(EXCERPT TO READ)

My new friends like to throw their sandwich crusts at her at lunch and walk by her table and hold their noses as if she smelled bad. They tripped her on the playground. They got the popular boys to help them. They would corner her on the playground and push at her while the girls all laughed.
Where were the adults? Well, usually smoking off to the side or quietly eating, seeing it ALL and doing nothing. Rich parents. School board. Keeping their jobs.
It was kind of like a John Hughes' movie on mescaline. Without Molly Ringwald dressed in goofy but cute clothes. No one poor and weird got the rich, sensitive boy.
At first, I tried to participate in these activities. I wanted so desperately to fit in. But I stopped sleeping at night. I had awful dreams I couldn't really remember in the morning. I spent a lot of time in the bathroom crying. I didn't really even understand it myself.
Finally, I refused to do it. One of the girls, the ringleader, would actually egg the other girls on to do these terrible things, while she herself sat back and did nothing. One day on the playground, she told me to walk by and spit on the girl. I got up, legs trembling, stomach churning. I looked over at the adults, smoking on the edge of the playground. At the popular girls, all laughing, their faces so innocent and happy and lovely. They were so beautiful looking. I walked by the girl. I stopped. She looked up, her face, already scarred by those little pimples, her hair lank. She was rolling one of those little pills on her sweater back and forth in her hand. I looked back. The girls were waiting. I gathered the spit together in my mouth. And then I just couldn't do it. I'd like to say I met her eyes, and we connected, but no, really, something in me, something put there by my parents or by some mysterious lesson I'd learned in kindergarten stopped me. Who the hell knows? I just said, "hey." She didn't even respond. And then I ran to the bathroom and hid there for the rest of the afternoon. When I returned to the classroom to get my books, the teacher didn't even ask where I'd been.

(End EXCERPT TO READ)

## HOW TO COMPLETE THIS TASK
Copy the account above of the classmate who was bullied at school, word for word and in full.

(DATASET EXTRACT)

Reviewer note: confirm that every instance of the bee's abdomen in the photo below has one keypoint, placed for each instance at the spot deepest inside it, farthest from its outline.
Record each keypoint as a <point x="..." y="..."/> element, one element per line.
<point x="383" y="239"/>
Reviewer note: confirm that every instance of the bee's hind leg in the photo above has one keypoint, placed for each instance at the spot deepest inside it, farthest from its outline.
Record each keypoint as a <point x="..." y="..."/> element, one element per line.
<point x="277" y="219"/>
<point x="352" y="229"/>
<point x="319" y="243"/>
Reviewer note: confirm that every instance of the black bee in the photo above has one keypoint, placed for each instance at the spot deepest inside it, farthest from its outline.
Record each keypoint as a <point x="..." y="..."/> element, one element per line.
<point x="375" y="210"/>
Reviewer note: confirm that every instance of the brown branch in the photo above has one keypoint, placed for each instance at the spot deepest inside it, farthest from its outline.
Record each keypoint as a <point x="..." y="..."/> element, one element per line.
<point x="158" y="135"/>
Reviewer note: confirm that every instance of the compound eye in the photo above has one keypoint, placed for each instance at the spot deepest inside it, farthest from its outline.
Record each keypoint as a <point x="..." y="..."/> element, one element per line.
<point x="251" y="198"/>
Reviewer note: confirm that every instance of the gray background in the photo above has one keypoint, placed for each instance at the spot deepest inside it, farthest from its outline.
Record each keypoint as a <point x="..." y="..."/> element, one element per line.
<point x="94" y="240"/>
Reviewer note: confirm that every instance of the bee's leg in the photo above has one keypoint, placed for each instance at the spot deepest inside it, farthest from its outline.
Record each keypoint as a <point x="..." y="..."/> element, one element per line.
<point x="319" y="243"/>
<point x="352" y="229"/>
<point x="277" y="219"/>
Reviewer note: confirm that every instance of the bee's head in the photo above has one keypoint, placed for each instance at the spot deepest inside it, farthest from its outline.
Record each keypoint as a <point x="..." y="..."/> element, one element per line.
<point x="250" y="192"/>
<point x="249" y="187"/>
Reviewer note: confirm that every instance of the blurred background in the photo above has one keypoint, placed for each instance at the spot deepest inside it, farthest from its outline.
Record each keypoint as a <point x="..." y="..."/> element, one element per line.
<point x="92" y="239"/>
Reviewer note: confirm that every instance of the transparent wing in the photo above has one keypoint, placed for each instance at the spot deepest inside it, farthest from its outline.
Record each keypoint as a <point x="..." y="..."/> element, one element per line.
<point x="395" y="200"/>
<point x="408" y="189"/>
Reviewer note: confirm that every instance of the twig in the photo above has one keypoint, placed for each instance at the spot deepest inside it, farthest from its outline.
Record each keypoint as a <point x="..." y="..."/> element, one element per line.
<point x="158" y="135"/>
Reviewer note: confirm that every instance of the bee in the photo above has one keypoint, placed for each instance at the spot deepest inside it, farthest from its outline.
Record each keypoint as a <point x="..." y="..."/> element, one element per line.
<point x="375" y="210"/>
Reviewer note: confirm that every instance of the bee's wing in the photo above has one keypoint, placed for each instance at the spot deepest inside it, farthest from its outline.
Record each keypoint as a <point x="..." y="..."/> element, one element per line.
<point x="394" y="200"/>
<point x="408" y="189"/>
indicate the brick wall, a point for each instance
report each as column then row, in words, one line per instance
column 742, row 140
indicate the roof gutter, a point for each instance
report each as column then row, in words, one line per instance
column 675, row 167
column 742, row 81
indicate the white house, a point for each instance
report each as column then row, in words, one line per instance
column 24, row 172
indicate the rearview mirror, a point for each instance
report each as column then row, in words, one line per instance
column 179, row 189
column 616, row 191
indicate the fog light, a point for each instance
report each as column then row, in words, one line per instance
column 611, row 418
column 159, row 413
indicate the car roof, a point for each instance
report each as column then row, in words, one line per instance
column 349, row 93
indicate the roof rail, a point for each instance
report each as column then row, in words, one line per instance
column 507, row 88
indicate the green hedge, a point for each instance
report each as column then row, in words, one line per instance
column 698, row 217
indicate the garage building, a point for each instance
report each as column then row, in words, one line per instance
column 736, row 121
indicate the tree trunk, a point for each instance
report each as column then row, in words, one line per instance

(End DATASET EXTRACT)

## FINISHED TASK
My new friends like to throw their sandwich crusts at her at lunch and walk by her table and hold their noses as if she smelled bad. They tripped her on the playground. They got the popular boys to help them. They would corner her on the playground and push at her while the girls all laughed.
Where were the adults? Well, usually smoking off to the side or quietly eating, seeing it ALL and doing nothing. Rich parents. School board. Keeping their jobs.
It was kind of like a John Hughes' movie on mescaline. Without Molly Ringwald dressed in goofy but cute clothes. No one poor and weird got the rich, sensitive boy.
At first, I tried to participate in these activities. I wanted so desperately to fit in. But I stopped sleeping at night. I had awful dreams I couldn't really remember in the morning. I spent a lot of time in the bathroom crying. I didn't really even understand it myself.
Finally, I refused to do it. One of the girls, the ringleader, would actually egg the other girls on to do these terrible things, while she herself sat back and did nothing. One day on the playground, she told me to walk by and spit on the girl. I got up, legs trembling, stomach churning. I looked over at the adults, smoking on the edge of the playground. At the popular girls, all laughing, their faces so innocent and happy and lovely. They were so beautiful looking. I walked by the girl. I stopped. She looked up, her face, already scarred by those little pimples, her hair lank. She was rolling one of those little pills on her sweater back and forth in her hand. I looked back. The girls were waiting. I gathered the spit together in my mouth. And then I just couldn't do it. I'd like to say I met her eyes, and we connected, but no, really, something in me, something put there by my parents or by some mysterious lesson I'd learned in kindergarten stopped me. Who the hell knows? I just said, "hey." She didn't even respond. And then I ran to the bathroom and hid there for the rest of the afternoon. When I returned to the classroom to get my books, the teacher didn't even ask where I'd been.